┌─ Source passage
I'm down to the last actual work week before vacation. Next week doesn't count; I am determined to hold it open to do comprehensive catch-up and an attempt to dispose of every mail message in one way or another before I go. Agenda for this week is to add examine, enable, and disable support to the kadmind proxy we'll be running on our K4 servers, installing and testing that, finishing converting all of the scripts for our internal mail mangling system to Postfix from assuming qmail, and testing and uploading Shibboleth SP packages for Debian if OpenSAML makes it through NEW. I thought I was going to get a head-start on some of that yesterday or today. Given that I was also posting the Usenet documents, that was rather silly of me to expect.

2006-10-02: Today sucked

So, let's see. What happened today.

First, I started trying to hack support for continuing to do examine and enable/disable through the K4 kadmind that will proxy password changes to K5. We need to have all the password changes go to K5 (which will then propagate them back to K4), but the propagation code doesn't handle enable/disable (I believe). We also have interfaces that depend on examine working properly, and while I can just have that interface print out fake K4 information (or parse kas output), it would be nice to have that work. That was some incredibly annoying bit of coding, though, as XDR started fighting between AFS and K5 and I had to suck in additional bits of our old broken kadmind.

Then, once I thought I had that working, I tried to build it on Solaris (which is where we'll have to run it since our VLDB servers are currently Solaris), which required a bunch more annoying and fragile changes.

In the meantime, I discover that tomorrow I have to go to a meeting in which we get to discuss whether we're going to shoot ourselves in the foot by deciding we're no longer officially supporting a major part of our infrastructure because it's too hard, where things that I said were taken out of context and used to justify this position.

Then, the kadmind doesn't run on Solaris. Or rather it starts, but then each time one connects to it to try to do something, that fails and the forked child process crashes. I start tracking that down to it trying to open files that it really has no business wanting to open, and then discover that I can't easily restart it for testing. Despite the fact that it's trying to set SO_REUSEADDR, it's not working, and each time it crashes it leaves sockets in TIME_WAIT.
└─
Set task A:
According to the journal entries, on which operating system will the kadmind proxy have to run?
Set task B:
Carry the journal entries about the kadmind proxy onward from their final sentence.
┌─ Data block
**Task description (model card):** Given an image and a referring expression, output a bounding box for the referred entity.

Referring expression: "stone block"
└─
Exercise result A:
Solaris

Exercise result B:
Frustrated by having to wait five minutes to try a new build, I decide to just reboot the system, since that will take less than five minutes to come back up. Except that, upon reboot, the system decides that it can no longer read its kernel off disk.

After a half-hour of fighting with that, I try to boot it off the network so that I can at least mount the drive and see if I can repair things, given that this is the test environment that I've spent the last month setting up and some of the setup pieces are annoying and took me a while to get right. But it can't find a RARP server. So I try to go add it to our Jumpstart server, which is also a RARP server, discover that i can't remember the right syntax, fight back and forth with that for a while (it takes a minute each time to add or remove the client because Jumpstart is just that slow), and then discover it still doesn't work.

Oh, and in the meantime, the new OpenAFS release candidate immediately segfaults on AMD64 2.6.18 kernels because the kernel folks have moved things around in yet another new and exciting way.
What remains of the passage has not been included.